**** Records for the exercise ****

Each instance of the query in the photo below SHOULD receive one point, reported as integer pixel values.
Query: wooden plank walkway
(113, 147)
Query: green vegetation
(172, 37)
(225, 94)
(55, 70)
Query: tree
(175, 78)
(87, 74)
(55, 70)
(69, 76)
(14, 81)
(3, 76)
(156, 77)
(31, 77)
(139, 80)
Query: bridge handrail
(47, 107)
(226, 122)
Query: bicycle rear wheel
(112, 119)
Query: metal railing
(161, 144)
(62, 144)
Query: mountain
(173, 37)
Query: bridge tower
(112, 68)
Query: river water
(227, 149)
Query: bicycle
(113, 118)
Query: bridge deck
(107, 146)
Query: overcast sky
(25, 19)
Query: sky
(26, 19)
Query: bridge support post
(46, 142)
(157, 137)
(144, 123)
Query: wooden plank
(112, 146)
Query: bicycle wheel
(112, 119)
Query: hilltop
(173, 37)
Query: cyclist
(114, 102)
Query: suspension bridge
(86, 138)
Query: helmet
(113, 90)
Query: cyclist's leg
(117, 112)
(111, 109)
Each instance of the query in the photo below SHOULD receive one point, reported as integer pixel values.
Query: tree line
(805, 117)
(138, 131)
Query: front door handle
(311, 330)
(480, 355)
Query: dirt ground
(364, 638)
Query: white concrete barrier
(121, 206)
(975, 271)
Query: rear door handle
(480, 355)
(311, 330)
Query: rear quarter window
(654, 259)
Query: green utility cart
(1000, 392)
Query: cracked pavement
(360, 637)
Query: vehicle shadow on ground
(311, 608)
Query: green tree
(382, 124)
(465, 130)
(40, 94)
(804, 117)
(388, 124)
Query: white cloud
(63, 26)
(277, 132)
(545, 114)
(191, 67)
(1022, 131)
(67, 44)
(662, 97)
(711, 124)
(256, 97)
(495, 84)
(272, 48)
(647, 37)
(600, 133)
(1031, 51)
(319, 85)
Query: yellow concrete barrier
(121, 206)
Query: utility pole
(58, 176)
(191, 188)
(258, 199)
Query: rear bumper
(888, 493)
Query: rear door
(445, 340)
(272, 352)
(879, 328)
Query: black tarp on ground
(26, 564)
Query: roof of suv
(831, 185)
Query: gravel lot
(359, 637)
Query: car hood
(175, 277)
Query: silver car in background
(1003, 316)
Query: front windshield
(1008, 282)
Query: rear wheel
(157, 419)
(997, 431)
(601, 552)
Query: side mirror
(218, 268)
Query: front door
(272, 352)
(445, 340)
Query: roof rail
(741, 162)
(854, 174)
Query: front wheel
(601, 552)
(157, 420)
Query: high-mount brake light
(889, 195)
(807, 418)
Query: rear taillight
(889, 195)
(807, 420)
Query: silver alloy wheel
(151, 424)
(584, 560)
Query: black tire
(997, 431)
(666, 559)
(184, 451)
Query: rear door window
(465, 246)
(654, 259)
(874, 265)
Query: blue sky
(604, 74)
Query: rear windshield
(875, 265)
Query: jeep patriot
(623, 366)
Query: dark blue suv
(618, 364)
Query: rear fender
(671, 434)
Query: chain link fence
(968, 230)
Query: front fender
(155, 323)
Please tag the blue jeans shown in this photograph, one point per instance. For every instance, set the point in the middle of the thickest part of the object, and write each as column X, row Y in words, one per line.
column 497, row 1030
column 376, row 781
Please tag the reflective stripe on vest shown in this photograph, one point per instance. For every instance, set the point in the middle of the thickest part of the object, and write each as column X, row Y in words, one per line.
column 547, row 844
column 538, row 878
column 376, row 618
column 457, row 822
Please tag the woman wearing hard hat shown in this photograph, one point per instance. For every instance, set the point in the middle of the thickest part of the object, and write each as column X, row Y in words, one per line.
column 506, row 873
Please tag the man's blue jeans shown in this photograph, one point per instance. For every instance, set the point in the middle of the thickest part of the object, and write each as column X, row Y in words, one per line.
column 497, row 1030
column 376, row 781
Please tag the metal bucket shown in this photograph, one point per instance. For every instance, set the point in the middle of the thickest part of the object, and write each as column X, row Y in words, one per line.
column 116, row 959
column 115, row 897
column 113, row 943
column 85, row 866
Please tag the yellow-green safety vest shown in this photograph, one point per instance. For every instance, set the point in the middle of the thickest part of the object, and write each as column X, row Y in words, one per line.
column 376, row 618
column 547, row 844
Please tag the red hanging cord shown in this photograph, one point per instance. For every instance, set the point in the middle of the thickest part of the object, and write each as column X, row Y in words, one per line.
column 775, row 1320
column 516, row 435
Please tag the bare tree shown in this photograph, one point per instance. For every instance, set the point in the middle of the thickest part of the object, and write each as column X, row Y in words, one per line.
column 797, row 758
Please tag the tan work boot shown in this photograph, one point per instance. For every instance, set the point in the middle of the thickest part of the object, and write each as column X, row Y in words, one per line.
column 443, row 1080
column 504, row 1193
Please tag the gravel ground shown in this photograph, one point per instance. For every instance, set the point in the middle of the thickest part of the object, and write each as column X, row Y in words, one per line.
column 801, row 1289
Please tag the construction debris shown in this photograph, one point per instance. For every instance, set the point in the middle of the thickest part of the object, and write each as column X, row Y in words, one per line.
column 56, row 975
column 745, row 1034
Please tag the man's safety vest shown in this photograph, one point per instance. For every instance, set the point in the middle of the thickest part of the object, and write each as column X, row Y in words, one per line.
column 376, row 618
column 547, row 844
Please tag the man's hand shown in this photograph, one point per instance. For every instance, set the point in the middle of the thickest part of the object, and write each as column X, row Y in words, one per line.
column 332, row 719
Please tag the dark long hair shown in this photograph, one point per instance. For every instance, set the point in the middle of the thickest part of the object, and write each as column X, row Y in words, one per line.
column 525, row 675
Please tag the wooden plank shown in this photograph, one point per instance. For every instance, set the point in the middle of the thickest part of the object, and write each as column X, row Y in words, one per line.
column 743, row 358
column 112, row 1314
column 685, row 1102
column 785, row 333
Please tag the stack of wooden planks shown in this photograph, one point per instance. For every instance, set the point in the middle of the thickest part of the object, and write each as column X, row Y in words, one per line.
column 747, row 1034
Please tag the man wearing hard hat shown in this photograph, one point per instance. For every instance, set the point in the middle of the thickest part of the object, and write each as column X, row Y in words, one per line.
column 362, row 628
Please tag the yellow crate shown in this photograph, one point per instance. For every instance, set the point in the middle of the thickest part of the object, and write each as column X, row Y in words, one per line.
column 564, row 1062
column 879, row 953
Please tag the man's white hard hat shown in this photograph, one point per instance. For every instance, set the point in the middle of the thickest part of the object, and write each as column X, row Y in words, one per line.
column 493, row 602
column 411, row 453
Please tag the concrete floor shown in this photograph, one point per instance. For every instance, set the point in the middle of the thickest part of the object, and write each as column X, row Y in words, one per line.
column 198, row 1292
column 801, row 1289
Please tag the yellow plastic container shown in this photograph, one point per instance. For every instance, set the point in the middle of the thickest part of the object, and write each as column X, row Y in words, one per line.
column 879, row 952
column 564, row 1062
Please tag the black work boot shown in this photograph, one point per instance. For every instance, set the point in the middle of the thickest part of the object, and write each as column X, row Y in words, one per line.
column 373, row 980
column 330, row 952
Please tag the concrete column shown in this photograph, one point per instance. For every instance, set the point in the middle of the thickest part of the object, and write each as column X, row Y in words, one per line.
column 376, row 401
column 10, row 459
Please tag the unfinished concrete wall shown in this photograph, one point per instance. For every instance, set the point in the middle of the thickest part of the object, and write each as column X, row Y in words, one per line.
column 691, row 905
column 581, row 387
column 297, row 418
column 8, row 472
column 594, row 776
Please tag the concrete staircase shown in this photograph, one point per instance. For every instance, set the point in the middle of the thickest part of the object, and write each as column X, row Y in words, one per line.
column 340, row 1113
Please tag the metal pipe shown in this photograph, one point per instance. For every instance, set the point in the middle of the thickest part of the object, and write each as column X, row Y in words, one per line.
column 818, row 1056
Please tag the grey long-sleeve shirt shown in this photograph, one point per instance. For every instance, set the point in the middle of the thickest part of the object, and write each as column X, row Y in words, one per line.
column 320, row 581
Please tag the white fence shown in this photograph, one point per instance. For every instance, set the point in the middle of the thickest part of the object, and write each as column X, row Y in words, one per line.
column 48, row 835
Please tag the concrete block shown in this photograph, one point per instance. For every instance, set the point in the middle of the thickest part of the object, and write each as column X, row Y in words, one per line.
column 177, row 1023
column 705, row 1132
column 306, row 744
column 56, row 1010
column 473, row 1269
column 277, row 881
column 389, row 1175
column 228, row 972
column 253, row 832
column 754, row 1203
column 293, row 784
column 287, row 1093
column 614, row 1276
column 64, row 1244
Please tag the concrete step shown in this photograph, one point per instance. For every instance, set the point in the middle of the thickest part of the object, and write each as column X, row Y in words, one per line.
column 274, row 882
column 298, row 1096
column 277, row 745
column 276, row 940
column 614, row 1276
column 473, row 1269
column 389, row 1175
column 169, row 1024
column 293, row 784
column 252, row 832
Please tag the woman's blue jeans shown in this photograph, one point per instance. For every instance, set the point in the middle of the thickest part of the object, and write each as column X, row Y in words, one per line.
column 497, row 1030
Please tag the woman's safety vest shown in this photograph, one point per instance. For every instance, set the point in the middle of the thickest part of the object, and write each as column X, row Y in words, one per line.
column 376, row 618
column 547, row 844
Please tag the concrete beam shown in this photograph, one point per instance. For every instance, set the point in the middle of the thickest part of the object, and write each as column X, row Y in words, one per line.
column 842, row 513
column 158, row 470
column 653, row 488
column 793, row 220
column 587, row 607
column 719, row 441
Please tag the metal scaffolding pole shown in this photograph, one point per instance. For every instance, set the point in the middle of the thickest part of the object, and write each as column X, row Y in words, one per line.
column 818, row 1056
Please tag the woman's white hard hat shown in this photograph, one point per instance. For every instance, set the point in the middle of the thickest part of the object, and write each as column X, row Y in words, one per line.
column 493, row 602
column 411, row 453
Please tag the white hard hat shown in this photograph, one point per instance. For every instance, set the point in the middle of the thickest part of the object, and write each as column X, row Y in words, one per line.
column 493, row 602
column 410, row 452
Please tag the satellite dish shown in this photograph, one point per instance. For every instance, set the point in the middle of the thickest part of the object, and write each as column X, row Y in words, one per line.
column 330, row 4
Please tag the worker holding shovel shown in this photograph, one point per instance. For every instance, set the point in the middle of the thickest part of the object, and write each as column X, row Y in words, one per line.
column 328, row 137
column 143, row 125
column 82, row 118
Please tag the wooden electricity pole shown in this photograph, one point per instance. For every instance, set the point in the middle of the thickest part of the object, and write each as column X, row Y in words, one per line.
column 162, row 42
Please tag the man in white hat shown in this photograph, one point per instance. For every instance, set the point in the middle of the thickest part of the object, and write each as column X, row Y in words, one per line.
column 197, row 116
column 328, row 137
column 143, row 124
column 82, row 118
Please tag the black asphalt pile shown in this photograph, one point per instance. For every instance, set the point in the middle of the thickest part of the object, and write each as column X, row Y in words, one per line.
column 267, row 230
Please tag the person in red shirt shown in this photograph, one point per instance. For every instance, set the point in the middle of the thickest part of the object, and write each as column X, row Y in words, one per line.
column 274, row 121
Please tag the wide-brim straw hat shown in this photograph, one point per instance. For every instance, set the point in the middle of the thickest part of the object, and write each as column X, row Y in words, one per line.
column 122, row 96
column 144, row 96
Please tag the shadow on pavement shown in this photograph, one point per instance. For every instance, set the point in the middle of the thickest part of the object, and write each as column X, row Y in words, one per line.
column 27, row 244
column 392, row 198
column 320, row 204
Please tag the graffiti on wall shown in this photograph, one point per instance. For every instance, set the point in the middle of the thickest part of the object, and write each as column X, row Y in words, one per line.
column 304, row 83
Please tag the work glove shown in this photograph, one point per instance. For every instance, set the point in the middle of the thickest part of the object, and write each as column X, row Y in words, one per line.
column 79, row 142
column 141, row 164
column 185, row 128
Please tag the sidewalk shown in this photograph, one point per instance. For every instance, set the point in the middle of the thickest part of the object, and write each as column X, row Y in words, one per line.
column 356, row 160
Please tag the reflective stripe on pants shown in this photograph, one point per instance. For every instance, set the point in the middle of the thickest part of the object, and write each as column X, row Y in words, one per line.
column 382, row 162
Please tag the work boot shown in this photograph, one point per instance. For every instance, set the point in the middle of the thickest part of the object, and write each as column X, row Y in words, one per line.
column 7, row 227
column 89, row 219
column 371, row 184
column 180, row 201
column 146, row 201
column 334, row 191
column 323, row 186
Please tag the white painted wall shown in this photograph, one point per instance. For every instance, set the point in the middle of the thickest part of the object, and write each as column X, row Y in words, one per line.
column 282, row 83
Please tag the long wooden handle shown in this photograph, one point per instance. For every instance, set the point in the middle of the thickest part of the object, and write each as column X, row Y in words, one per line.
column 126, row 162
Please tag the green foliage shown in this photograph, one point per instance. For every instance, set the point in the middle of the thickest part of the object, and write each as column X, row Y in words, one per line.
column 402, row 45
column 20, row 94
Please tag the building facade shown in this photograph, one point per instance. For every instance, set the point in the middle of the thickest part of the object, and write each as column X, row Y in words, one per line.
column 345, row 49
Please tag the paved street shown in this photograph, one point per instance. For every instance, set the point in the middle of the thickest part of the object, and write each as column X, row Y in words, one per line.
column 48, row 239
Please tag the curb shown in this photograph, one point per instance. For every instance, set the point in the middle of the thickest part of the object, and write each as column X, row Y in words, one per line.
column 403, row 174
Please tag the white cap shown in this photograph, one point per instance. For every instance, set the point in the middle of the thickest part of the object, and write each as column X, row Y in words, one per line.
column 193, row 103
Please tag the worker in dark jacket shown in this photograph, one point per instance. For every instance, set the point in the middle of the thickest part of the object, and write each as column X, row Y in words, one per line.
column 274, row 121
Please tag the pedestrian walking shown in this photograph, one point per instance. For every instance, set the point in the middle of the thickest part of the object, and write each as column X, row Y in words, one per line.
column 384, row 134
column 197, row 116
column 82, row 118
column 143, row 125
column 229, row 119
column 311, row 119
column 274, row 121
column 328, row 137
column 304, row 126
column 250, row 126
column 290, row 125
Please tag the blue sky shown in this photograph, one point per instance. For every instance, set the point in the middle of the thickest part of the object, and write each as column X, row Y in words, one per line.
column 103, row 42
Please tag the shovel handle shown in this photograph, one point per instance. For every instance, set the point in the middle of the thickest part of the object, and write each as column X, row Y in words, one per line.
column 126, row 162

****

**The problem**
Switch every "tag" to "mark" in the part that opens with the line containing "Please tag the person" and closes with the line containing "column 382, row 162", and reproduce only that part, leaving all else unchanged.

**Answer for the task**
Please mark the person in red shirt shown in this photograph, one point per instance. For every instance, set the point in the middle of the thickest part of the object, and write each as column X, row Y in words, one per line.
column 274, row 121
Please mark the wide-brim straw hat shown in this photograph, one point per instance. For every instance, set the point in the middle of the thickest part of the object, and write each as column X, row Y in words, one per line.
column 122, row 96
column 144, row 96
Please mark the shadow on pavement shown in this photograph, one point per instance. For every instance, set the point in the middle of the thickest part of the object, and write each as column X, row Y in words, one per line.
column 27, row 244
column 392, row 198
column 320, row 204
Please mark the graffiti on wall shown in this photograph, one point per instance. For every instance, set the point in the middle of the thickest part of the object, and write each as column X, row Y in words, one per line.
column 304, row 83
Please mark the work glove shown in this photograph, one point per instance. For every instance, set the point in the middle of the thickest part of the object, and write each as column X, row Y in words, one per line.
column 79, row 142
column 141, row 164
column 185, row 128
Please mark the sidewalk shown in this photograph, one point per instance. For every instance, set the point in the middle of the thickest part of the object, and write each as column X, row Y in words, one per line.
column 356, row 160
Please mark the reflective stripe on pants shown in this photograph, one point per instance. For every instance, set the point in the middle of the thickest part of the object, and write each as column X, row Y in words, one per line.
column 382, row 162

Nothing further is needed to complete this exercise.